▸ EXERCISE GOAL
Will you copy each line of the material below word for word, with nothing added or left out?

▸ PROVIDED DATA

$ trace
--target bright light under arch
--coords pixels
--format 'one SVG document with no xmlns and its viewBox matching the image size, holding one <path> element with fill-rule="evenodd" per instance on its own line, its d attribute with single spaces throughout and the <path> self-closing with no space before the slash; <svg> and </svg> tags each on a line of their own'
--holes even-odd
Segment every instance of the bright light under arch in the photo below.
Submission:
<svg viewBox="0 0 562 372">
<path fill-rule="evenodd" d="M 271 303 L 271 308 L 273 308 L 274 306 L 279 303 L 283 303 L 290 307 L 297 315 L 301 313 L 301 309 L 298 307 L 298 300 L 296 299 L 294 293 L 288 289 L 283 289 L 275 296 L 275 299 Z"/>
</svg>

▸ SOLUTION TO THE EXERCISE
$ trace
--target bright light under arch
--coords pixels
--format 'one SVG document with no xmlns and its viewBox matching the image size, holding one <path> element with fill-rule="evenodd" per instance on its own line, its d attribute with single spaces throughout and the <path> self-closing with no space before the slash; <svg> and </svg> tags each on a line of their own'
--holes even-odd
Segment every instance of the bright light under arch in the photo below.
Submission:
<svg viewBox="0 0 562 372">
<path fill-rule="evenodd" d="M 271 303 L 271 308 L 273 308 L 274 306 L 279 303 L 283 303 L 290 307 L 297 315 L 301 313 L 301 309 L 298 307 L 298 300 L 296 299 L 294 293 L 288 289 L 283 289 L 275 296 L 275 299 Z"/>
</svg>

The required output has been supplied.